• Short problem:
Return the complete listing that follows, with each line reproduced exactly.

Object point labels:
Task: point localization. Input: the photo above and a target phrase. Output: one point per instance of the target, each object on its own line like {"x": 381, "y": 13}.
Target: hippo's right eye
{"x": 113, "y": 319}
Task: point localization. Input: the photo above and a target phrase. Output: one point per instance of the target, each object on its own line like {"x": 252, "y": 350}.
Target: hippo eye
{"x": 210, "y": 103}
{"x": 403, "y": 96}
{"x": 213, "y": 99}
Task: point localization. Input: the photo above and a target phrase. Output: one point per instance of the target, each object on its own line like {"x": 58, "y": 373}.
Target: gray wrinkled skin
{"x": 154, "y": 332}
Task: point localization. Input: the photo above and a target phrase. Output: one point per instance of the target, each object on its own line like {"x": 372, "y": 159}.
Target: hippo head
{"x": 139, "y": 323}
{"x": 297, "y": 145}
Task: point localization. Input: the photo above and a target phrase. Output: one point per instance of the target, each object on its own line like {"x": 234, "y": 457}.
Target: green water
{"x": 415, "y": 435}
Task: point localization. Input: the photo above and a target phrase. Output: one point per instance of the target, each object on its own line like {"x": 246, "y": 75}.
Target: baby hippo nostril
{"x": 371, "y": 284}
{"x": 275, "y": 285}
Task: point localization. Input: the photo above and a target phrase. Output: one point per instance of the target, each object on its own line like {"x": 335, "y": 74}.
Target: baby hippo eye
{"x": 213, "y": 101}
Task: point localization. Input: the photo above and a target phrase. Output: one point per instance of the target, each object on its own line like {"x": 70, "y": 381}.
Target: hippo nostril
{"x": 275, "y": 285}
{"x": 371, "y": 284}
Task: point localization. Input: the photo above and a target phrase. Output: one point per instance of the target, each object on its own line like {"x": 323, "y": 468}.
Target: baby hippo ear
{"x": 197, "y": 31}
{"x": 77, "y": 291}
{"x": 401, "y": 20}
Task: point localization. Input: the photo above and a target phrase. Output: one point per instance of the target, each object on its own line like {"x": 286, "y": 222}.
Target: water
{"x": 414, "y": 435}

• Complete answer:
Task: point localization. Input: the photo above and a target phrase. Output: one point per instance of the target, each object on its own line like {"x": 381, "y": 13}.
Target: hippo's right eye
{"x": 113, "y": 319}
Task: point localization. Input: the photo above and a target phrase. Output: one point per instance of the target, each object on its own line like {"x": 252, "y": 350}.
Target: hippo eye
{"x": 210, "y": 103}
{"x": 403, "y": 96}
{"x": 213, "y": 99}
Task: point localization. Input: the photo above and a target phrase. Output: one point per instance of the target, each object on its own line like {"x": 58, "y": 373}.
Target: gray wrinkled skin
{"x": 154, "y": 332}
Task: point localization. Input: the photo above and a target phrase. Output: one point per instance of the target, each object on its own line like {"x": 372, "y": 159}.
Target: hippo head
{"x": 139, "y": 323}
{"x": 297, "y": 145}
Task: point localization. Input: the photo above and a target phrase. Output: one point per instance of the target, each object on its own line like {"x": 234, "y": 457}.
Target: green water
{"x": 415, "y": 435}
Task: point localization. Input: the photo above and a target phrase. Output: one point per instance of the target, each object on its own line like {"x": 246, "y": 75}.
Target: baby hippo nostril
{"x": 371, "y": 284}
{"x": 275, "y": 285}
Task: point localization. Input: the photo above and a target phrase. Output: one point per instance of the target, each object on its own line like {"x": 335, "y": 74}.
Target: baby hippo eye
{"x": 213, "y": 101}
Task: point localization. Input: the photo above and a target phrase. Output: one point per instance of the target, each object on its own line like {"x": 70, "y": 381}.
Target: hippo nostril
{"x": 275, "y": 285}
{"x": 371, "y": 284}
Task: point localization. Input: the photo above and a target phrase. Output: one point per instance of the target, each object on its own line like {"x": 323, "y": 468}.
Target: baby hippo ear
{"x": 197, "y": 31}
{"x": 77, "y": 291}
{"x": 401, "y": 20}
Task: point localization. Input: the photo above and a target phrase. Output: one point per instance of the target, each object on its own line like {"x": 286, "y": 222}.
Target: water
{"x": 414, "y": 435}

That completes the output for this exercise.